(Excerpts from a dataset)
++++++++++

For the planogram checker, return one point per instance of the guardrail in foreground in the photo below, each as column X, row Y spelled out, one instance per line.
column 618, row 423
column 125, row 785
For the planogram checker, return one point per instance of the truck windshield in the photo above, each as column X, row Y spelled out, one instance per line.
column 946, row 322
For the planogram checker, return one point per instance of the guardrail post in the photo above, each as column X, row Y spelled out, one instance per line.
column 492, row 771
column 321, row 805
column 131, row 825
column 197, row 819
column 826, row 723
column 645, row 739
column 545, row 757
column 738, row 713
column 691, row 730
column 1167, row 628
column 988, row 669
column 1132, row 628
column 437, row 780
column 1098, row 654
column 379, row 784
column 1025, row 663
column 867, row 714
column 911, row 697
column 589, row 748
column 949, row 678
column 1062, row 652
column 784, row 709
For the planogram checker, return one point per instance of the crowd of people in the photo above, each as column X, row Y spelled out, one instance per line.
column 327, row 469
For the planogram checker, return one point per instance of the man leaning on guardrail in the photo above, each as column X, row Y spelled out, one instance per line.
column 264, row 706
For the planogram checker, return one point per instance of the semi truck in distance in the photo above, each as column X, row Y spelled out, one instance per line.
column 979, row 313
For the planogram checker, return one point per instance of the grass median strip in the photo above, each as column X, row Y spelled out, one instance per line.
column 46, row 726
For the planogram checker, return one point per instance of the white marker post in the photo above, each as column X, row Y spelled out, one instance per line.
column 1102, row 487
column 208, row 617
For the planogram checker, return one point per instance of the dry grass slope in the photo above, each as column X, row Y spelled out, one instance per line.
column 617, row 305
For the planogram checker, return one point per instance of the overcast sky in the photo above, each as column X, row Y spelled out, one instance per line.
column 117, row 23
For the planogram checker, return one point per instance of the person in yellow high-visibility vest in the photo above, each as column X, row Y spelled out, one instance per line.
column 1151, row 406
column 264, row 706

++++++++++

■ **WHAT TO DO**:
Each entry above must be repeated word for word.

■ **RESPONSE TO THE EXERCISE**:
For the planogram checker, return one point per instance of the guardrail in foreground in the photo below, each as column X, row Y spelled out, one instance per line.
column 618, row 423
column 125, row 785
For the planogram checker, return one point per instance of the truck windshield in the photo above, each as column X, row Y spelled out, one instance per line.
column 946, row 322
For the planogram checker, return one point per instance of the guardrail post in the photo above, each as column X, row Y spelled out, one instance per line.
column 492, row 771
column 321, row 805
column 131, row 825
column 197, row 819
column 826, row 723
column 645, row 739
column 545, row 757
column 738, row 713
column 691, row 730
column 1167, row 628
column 988, row 669
column 1132, row 628
column 437, row 780
column 1098, row 654
column 379, row 784
column 1025, row 663
column 867, row 714
column 911, row 697
column 589, row 748
column 949, row 678
column 1062, row 652
column 784, row 709
For the planogram checker, return one point per instance of the crowd of people in the photo above, each as column X, row Y spelled out, one instance per line.
column 327, row 469
For the planogram checker, return one point per instance of the man leaning on guardrail in the photo above, each as column X, row Y spelled out, one instance per line.
column 264, row 706
For the planogram checker, return one point per instance of the semi truck in distance in the photo above, each as column X, row Y spelled out, one instance per line.
column 979, row 313
For the planogram checker, return one point per instance of the grass median strip in the photo above, each as column X, row Y spelled out, one instance per line.
column 46, row 726
For the planogram checker, return one point per instance of the white marker post in the photo above, each as column X, row Y spelled out, one instance per line.
column 1102, row 487
column 208, row 617
For the planogram checker, return one point per instance of the dry grass slope in the photo above, each as column X, row Y spelled out, one instance per line.
column 617, row 305
For the planogram checker, return one point per instance of the overcast sky in the photo above, each as column X, row Y spelled out, one instance per line.
column 117, row 23
For the planogram checker, return one point per instance of the person in yellow high-visibility vest in the photo above, each as column X, row Y spelled out, one instance per line.
column 1151, row 406
column 264, row 706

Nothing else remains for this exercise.